- SELECTED EXTRACT -
______

Navigating boundaries after dam removal

The theme for the 2018 Society for Freshwater Science meeting in Detroit, MI was “navigating boundaries in freshwater science”. A strong contingent of STRIVE lab members presented research that fit well within this theme, ranging from nutrient dynamics in linked reservoir-stream systems (K. Stefanik, R. Czaja), ecological networks (T. Kenly), upstream-downstream connections driven by aquatic insect drift (L. Rieck), urbanization effects on fish (L. Bajakian), cross-boundary effects of invasive species (K. Diesburg), and water quality and aerial insectivorous birds (J. Corra, D. Manning). Congrats to all for a successful and productive meeting! Check out the STRIVE lab twitter feed for action photos and more!

Speaking of navigating boundaries – we are continuing to learn more about the 5th Ave dam removal and how the Olentangy River ecosystem is responding to the removal of this conspicuous upstream-downstream boundary. Our work (and several other dam-removal studies) has previously focused on the importance of restoring upstream-downstream connections within the stream channel (see our blog post from last year, as well as recent article by Cook and Sullivan, below). But, we wanted to know more about how removing the dam could have effects that cross from the river to the riparian zones directly adjacent to the stream channel. To figure this out, we measured a few key responses: one was the number and biomass of aquatic insects that emerged from the river, and another was the spiders and birds (tree swallows) that live near the river and rely on aquatic insects for food. We also measured the chemical signatures (stable isotopes) of the algae and detritus in the river, the emergent insects, and spiders and swallows; these signatures allowed us to piece together the diets of spiders and swallows to understand how much of their food comes from the river, vs. terrestrial sources.

An orb-weaving spider of the family Tetragnathidae. These spiders often live in the margins of rivers, eating emerging aquatic insects. After dam removal, we observed a nearly 10-fold decline in their densities adjacent to the river. Photo: A. Kautza

So what happened to the river after dam removal that crossed aquatic-terrestrial boundaries? Well, mostly we found that the contraction of the river channel, and loss of vegetation at the edge of the river channel was bad news for the spiders (pictured left) – we saw close to a 10-fold decline in spider densities after the dam was removed, particularly where there was extensive floodplain restoration (pictured below).

______

- ENTRIES SHOWN -
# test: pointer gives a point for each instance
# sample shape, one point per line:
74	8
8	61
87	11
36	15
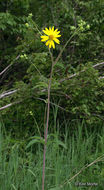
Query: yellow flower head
52	36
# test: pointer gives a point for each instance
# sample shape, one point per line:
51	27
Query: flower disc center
51	37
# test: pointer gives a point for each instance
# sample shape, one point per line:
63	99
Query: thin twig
8	105
7	93
73	75
47	124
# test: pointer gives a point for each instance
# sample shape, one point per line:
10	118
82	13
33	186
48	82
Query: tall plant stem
48	105
47	124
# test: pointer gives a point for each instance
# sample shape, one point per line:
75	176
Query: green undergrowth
71	158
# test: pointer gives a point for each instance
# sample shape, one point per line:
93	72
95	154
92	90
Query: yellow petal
58	32
50	44
53	44
46	32
47	43
53	28
56	40
45	38
57	36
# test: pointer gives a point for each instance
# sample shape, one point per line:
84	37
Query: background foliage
77	93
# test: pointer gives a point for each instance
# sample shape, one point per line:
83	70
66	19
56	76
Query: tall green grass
76	157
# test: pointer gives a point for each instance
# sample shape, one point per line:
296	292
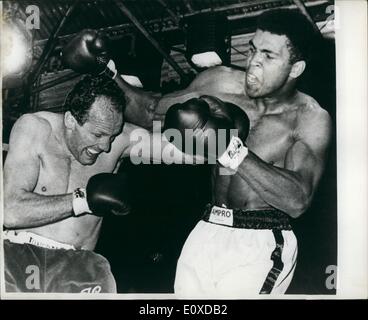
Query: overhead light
132	80
16	50
208	41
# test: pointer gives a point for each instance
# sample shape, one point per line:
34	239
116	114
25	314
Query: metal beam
50	45
169	11
302	8
155	44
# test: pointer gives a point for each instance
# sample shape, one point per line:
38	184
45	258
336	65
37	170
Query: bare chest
270	137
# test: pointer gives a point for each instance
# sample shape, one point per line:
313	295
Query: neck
278	102
64	141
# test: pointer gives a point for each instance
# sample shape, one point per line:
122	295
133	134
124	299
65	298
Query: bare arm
143	107
291	188
23	207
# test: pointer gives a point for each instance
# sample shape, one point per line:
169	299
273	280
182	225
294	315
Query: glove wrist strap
234	155
80	204
110	70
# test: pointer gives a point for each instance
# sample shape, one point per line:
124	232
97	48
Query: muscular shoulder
222	79
34	127
313	120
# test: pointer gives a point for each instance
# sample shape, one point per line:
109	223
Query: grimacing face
88	141
268	65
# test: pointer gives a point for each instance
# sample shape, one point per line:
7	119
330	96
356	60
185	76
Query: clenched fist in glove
88	53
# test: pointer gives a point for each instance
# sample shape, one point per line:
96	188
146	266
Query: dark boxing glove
205	116
87	53
106	193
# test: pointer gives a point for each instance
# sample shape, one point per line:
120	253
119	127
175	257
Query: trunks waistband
247	219
24	237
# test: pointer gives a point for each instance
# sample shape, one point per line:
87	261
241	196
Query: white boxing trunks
233	253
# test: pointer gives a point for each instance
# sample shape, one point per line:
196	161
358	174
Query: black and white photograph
180	149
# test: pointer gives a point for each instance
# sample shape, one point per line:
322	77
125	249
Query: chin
87	162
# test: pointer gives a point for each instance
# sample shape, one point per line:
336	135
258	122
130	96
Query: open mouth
92	153
251	79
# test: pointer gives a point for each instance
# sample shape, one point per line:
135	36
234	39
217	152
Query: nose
104	145
255	59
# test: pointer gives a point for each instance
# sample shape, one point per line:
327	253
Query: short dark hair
85	92
295	26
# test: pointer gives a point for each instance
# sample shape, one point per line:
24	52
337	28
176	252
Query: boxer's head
93	117
279	51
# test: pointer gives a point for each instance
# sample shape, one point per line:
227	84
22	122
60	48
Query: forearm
140	105
280	188
30	209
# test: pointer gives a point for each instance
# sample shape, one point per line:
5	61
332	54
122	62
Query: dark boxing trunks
34	268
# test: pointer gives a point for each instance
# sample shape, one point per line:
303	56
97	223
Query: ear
297	69
69	120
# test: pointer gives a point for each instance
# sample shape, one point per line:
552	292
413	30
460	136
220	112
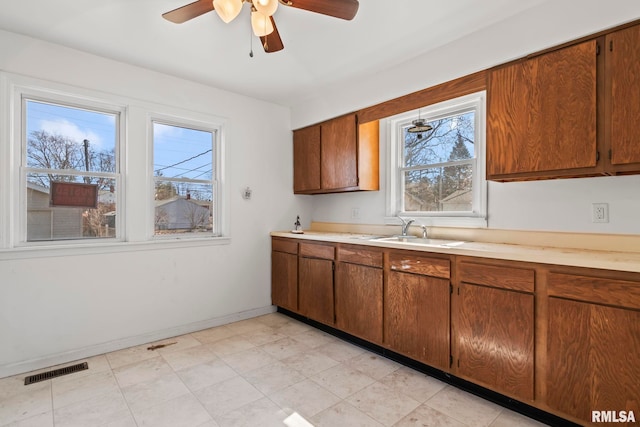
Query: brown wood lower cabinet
494	327
315	282
593	351
359	284
417	308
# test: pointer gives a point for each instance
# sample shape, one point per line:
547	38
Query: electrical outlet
599	212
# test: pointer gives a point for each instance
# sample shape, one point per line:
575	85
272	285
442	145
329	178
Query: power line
184	161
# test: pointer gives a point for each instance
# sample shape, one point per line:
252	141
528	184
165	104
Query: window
69	172
185	180
437	176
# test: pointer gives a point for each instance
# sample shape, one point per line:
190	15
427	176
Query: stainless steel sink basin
412	240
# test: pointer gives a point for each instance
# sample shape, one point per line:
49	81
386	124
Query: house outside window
185	175
437	176
70	170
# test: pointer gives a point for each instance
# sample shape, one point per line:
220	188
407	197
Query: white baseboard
94	350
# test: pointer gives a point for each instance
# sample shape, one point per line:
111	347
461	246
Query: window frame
22	95
133	145
394	188
205	125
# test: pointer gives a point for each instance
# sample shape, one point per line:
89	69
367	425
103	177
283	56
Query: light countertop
610	260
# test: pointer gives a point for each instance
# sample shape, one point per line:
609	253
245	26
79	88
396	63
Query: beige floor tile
383	403
206	374
99	410
229	345
248	360
310	363
40	420
273	377
373	365
30	400
509	418
207	336
465	407
425	415
262	413
183	411
189	357
340	350
413	383
142	395
229	395
343	414
130	355
174	344
141	371
306	398
284	348
263	336
343	380
314	338
71	389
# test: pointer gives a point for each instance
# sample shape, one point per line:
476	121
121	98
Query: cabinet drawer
517	279
284	245
358	255
427	266
620	293
314	250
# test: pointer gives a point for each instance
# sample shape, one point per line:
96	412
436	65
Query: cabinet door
284	280
339	153
593	358
541	119
622	50
315	289
416	317
359	301
494	338
306	159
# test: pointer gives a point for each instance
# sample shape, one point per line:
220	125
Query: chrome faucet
406	223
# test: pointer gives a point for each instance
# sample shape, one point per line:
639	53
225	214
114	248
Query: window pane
61	137
439	189
69	217
451	139
183	162
180	152
183	207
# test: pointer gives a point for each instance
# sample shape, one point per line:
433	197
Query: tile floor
266	371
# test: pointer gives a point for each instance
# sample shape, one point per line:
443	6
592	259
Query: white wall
557	205
55	309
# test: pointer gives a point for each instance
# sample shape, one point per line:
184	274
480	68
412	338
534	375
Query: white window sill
68	249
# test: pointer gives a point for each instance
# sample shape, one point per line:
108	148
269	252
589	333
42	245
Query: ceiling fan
262	14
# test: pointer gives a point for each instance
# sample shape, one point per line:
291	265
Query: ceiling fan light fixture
261	24
227	9
266	7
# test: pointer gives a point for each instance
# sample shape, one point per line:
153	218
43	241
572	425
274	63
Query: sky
179	152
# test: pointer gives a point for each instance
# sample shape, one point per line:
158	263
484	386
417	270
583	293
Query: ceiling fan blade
343	9
189	11
272	42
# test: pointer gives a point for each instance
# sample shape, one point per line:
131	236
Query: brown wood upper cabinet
568	112
338	155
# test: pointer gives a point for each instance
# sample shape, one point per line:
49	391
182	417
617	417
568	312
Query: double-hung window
437	175
185	175
69	172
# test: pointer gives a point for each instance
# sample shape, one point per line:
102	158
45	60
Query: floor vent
56	373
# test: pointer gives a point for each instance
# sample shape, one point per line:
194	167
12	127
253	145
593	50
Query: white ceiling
319	50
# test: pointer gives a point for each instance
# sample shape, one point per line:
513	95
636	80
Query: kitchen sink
412	240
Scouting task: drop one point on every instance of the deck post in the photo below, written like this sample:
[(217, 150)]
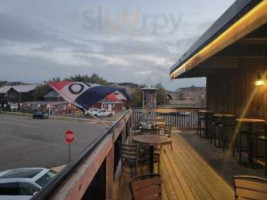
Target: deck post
[(110, 174)]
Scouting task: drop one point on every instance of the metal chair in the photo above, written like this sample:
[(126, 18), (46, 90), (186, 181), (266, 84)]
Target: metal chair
[(250, 187), (146, 187)]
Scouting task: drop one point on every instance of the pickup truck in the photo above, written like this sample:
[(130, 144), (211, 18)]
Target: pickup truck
[(102, 113)]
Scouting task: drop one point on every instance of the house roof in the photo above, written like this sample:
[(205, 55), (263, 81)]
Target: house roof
[(18, 88), (4, 89), (237, 11), (52, 94)]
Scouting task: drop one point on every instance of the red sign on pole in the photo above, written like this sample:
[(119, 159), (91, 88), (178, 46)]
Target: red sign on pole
[(69, 137)]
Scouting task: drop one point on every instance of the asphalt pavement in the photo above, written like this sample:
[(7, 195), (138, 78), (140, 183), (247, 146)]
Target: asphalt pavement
[(27, 142)]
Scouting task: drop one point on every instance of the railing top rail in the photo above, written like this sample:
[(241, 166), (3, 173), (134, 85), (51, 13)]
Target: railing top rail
[(45, 192), (172, 109)]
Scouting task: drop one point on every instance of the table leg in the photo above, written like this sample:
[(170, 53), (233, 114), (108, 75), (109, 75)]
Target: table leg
[(250, 145), (206, 128), (151, 150)]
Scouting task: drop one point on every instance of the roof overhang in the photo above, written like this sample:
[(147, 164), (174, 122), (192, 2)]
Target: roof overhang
[(250, 21)]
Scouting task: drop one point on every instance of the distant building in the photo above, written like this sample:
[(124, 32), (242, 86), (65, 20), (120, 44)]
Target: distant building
[(53, 96), (12, 96), (52, 107)]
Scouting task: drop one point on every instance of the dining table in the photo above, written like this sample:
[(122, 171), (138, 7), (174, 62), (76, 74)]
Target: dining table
[(250, 122), (152, 141), (223, 115)]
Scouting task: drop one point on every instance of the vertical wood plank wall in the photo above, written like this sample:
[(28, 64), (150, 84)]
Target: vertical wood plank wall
[(229, 90)]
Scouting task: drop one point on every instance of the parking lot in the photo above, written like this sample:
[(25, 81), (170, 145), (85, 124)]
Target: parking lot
[(27, 142)]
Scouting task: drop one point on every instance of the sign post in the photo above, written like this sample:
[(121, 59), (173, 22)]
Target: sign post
[(69, 138)]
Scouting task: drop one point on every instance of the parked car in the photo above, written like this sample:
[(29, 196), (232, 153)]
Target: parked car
[(40, 115), (93, 110), (102, 113), (23, 183)]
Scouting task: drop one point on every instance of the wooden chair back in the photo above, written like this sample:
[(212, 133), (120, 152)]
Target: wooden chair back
[(150, 131), (168, 130), (250, 187), (147, 187), (129, 154), (160, 119)]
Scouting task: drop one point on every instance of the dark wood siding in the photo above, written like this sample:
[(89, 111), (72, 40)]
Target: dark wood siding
[(233, 90)]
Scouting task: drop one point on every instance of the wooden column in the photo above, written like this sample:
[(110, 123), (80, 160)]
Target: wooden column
[(110, 174)]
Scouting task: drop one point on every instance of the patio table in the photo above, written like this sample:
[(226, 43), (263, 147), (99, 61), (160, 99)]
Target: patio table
[(223, 115), (250, 122), (152, 141)]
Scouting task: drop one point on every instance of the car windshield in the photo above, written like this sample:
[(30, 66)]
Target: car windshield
[(46, 178)]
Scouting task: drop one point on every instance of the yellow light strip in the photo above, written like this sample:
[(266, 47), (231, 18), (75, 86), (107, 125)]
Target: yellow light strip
[(248, 23)]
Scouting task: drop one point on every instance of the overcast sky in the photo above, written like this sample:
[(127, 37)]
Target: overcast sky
[(121, 40)]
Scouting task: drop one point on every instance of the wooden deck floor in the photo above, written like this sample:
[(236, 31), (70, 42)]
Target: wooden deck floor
[(186, 175)]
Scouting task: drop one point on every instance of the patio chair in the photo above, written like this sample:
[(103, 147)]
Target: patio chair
[(260, 139), (258, 136), (152, 131), (130, 158), (146, 187), (228, 132), (168, 132), (250, 187), (216, 129), (144, 152)]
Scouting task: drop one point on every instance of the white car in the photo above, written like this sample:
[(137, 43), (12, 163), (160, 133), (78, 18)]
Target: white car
[(93, 110), (23, 183), (103, 113)]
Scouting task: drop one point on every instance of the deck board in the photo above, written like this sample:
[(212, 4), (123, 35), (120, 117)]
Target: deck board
[(186, 175)]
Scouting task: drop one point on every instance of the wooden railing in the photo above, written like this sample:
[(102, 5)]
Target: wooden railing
[(93, 173), (180, 118)]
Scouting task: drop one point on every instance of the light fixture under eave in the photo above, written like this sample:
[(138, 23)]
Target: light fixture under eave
[(259, 81)]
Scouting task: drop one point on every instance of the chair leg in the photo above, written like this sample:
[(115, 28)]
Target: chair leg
[(240, 148)]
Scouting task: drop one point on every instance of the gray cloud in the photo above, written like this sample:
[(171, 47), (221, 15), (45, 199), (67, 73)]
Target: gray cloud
[(45, 39)]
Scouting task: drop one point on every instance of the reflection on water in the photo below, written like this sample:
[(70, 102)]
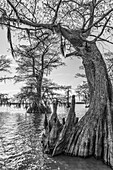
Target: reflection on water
[(21, 149)]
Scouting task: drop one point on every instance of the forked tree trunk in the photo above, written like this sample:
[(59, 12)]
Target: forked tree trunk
[(93, 134)]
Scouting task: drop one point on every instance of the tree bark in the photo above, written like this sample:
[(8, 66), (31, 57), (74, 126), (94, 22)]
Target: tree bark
[(93, 134)]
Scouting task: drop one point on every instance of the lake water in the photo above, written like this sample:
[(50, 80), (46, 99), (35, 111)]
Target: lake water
[(20, 143)]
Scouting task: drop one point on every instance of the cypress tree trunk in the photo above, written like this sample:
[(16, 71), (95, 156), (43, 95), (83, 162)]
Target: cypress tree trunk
[(93, 134)]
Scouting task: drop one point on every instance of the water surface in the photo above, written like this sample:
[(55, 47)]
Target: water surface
[(20, 144)]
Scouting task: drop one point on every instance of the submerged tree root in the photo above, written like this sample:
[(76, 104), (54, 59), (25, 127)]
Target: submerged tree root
[(91, 136)]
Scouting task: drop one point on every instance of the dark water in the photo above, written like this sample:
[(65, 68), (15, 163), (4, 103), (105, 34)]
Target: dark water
[(21, 149)]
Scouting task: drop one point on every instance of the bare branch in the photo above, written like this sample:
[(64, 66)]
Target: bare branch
[(56, 12), (103, 16), (102, 29), (12, 6)]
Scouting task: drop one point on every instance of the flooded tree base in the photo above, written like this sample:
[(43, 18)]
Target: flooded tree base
[(39, 109), (91, 136)]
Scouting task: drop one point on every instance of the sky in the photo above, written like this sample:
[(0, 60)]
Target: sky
[(64, 75)]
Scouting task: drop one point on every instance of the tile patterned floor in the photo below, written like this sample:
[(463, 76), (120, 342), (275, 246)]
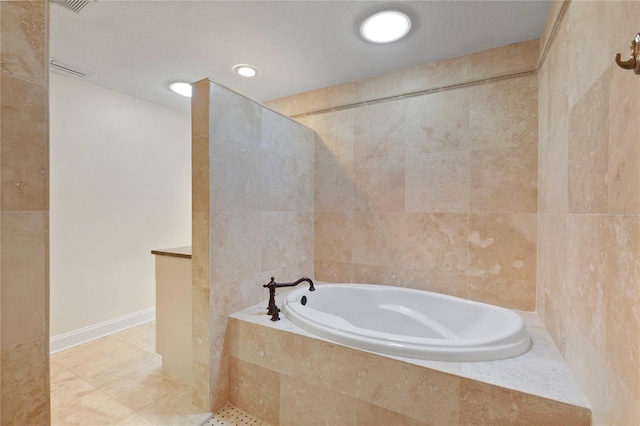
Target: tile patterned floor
[(118, 380), (233, 416)]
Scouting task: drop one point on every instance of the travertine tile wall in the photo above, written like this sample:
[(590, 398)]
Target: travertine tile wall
[(438, 191), (288, 379), (253, 204), (24, 202), (589, 203)]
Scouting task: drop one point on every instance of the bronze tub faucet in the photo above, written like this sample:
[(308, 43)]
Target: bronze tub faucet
[(272, 308)]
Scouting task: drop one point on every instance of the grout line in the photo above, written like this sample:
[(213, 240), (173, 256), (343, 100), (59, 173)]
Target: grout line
[(418, 93), (553, 34)]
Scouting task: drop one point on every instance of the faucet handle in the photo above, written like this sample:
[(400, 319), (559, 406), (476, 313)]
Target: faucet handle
[(271, 283)]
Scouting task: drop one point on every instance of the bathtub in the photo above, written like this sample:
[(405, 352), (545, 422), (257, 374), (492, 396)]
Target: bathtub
[(409, 323)]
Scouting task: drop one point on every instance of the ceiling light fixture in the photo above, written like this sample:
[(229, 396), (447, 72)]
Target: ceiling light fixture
[(246, 70), (385, 27), (181, 88)]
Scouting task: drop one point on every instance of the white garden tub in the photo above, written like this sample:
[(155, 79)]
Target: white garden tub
[(407, 322)]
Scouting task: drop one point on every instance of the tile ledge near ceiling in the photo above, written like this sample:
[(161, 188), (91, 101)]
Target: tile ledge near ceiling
[(541, 371)]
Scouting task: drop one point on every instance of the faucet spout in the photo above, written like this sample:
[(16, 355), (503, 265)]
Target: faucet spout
[(272, 308)]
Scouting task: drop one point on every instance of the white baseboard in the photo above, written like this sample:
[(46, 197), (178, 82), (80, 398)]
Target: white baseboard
[(77, 337)]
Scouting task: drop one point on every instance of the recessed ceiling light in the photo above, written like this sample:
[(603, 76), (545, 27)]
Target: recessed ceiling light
[(385, 27), (246, 70), (181, 88)]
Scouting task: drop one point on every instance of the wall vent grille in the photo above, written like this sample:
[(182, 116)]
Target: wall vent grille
[(62, 68), (74, 5)]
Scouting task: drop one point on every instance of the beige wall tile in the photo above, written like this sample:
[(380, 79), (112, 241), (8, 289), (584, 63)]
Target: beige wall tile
[(333, 181), (510, 59), (377, 130), (587, 276), (24, 40), (200, 147), (379, 238), (622, 406), (260, 219), (237, 245), (482, 405), (24, 133), (372, 415), (588, 150), (503, 246), (558, 83), (304, 403), (236, 176), (384, 275), (552, 257), (333, 272), (255, 390), (440, 282), (379, 182), (201, 323), (512, 294), (256, 344), (234, 118), (417, 392), (437, 122), (333, 230), (589, 369), (378, 152), (327, 365), (25, 382), (504, 180), (623, 151), (437, 182), (437, 241), (556, 174), (24, 276), (219, 371), (504, 114), (280, 241), (583, 31), (554, 319), (623, 287), (201, 393), (553, 14)]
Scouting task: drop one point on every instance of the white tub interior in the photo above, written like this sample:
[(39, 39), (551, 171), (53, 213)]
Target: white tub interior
[(407, 322)]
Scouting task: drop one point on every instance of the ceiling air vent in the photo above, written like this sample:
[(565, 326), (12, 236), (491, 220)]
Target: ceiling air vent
[(62, 68), (74, 5)]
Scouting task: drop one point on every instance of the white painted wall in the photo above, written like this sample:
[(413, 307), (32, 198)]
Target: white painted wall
[(120, 187)]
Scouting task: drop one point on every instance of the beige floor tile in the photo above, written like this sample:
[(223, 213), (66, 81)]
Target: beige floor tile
[(88, 353), (94, 408), (142, 388), (174, 409), (118, 380), (66, 386), (104, 371), (136, 420), (142, 336)]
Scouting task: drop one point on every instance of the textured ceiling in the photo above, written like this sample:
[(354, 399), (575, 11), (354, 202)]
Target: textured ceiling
[(139, 47)]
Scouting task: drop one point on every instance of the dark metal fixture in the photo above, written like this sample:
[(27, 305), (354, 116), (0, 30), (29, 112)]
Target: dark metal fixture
[(633, 63), (272, 308)]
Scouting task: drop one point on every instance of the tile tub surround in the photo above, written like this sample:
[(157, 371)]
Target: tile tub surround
[(253, 204), (24, 216), (283, 374), (436, 191), (588, 287)]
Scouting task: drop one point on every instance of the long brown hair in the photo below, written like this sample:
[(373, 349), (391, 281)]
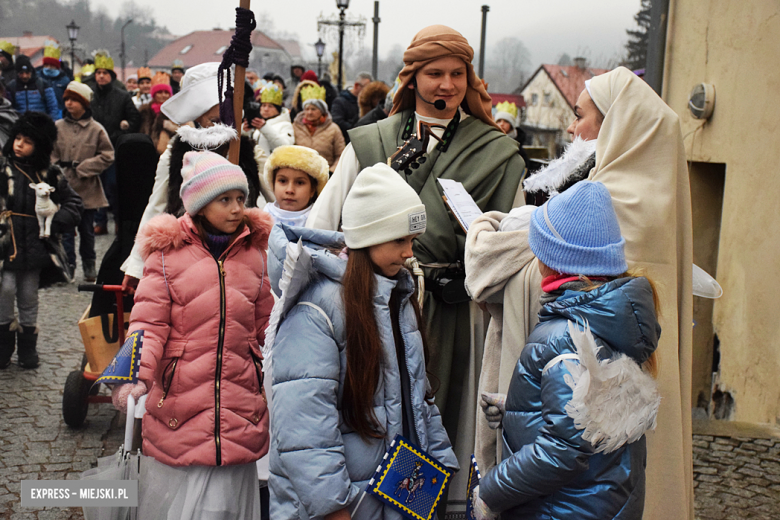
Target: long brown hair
[(364, 346), (651, 364)]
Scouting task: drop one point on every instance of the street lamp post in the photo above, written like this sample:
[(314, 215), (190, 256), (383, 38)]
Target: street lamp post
[(485, 10), (375, 54), (73, 34), (320, 48), (122, 32), (342, 5)]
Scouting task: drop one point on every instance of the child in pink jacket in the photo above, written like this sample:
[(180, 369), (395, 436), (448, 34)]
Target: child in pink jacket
[(203, 305)]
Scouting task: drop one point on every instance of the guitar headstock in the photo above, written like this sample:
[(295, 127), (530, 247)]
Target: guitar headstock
[(412, 153)]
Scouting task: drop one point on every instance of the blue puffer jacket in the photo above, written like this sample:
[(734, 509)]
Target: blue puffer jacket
[(37, 95), (318, 464), (549, 471)]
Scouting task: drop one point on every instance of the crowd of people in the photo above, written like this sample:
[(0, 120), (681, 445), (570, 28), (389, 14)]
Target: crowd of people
[(304, 306)]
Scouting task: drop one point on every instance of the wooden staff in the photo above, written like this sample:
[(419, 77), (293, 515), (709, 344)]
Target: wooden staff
[(238, 103)]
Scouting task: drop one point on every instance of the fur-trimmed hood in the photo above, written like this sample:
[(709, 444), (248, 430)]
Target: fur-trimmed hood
[(165, 232), (562, 173)]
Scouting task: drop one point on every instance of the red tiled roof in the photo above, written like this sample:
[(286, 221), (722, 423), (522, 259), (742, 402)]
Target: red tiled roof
[(292, 47), (204, 46), (570, 80), (512, 98)]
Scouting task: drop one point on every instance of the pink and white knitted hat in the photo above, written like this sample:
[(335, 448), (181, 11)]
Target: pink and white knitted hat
[(205, 176)]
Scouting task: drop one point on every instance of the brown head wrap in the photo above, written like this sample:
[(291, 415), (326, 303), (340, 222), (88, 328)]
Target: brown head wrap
[(432, 43)]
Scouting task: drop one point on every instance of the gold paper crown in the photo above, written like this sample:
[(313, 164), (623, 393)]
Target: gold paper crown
[(51, 49), (103, 60), (86, 70), (161, 78), (312, 92), (509, 108), (271, 93), (7, 47)]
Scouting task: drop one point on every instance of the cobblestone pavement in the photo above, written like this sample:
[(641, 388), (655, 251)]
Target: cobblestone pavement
[(736, 476), (35, 443)]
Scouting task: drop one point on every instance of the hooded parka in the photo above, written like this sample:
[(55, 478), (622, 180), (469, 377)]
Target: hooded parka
[(204, 321), (319, 465), (549, 471)]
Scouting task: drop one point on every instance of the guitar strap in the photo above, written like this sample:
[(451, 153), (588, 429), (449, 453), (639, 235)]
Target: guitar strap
[(419, 177)]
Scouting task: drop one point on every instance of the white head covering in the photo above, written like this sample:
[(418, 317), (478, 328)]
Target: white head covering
[(640, 158), (381, 207), (199, 92)]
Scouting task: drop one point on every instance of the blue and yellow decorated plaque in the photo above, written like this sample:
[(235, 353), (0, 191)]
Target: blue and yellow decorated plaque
[(125, 365), (410, 480), (473, 482)]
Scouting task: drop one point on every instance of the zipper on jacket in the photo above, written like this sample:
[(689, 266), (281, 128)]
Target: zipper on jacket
[(258, 372), (166, 389), (220, 346), (411, 379)]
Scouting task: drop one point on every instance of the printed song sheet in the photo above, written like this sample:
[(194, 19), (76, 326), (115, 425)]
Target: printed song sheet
[(460, 202)]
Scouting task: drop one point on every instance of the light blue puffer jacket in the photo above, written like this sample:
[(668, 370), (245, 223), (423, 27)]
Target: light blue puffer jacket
[(549, 471), (319, 465)]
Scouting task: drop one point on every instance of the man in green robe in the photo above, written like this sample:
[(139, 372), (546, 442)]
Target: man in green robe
[(440, 89)]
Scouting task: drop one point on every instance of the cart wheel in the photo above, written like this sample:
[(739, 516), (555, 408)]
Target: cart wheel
[(74, 399)]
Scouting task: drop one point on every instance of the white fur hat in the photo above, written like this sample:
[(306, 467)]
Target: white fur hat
[(199, 92), (299, 158), (381, 207)]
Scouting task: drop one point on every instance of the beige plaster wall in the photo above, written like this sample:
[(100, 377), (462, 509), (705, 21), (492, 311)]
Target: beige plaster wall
[(735, 45)]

______

- TASK INSTRUCTIONS -
Reproduce word for word the part of the dam removal post that opens with the words containing "The theme for" and closes with "photos and more!".

- SOLUTION TO THIS TASK -
The theme for the 2018 Society for Freshwater Science meeting in Detroit, MI was “navigating boundaries in freshwater science”. A strong contingent of STRIVE lab members presented research that fit well within this theme, ranging from nutrient dynamics in linked reservoir-stream systems (K. Stefanik, R. Czaja), ecological networks (T. Kenly), upstream-downstream connections driven by aquatic insect drift (L. Rieck), urbanization effects on fish (L. Bajakian), cross-boundary effects of invasive species (K. Diesburg), and water quality and aerial insectivorous birds (J. Corra, D. Manning). Congrats to all for a successful and productive meeting! Check out the STRIVE lab twitter feed for action photos and more!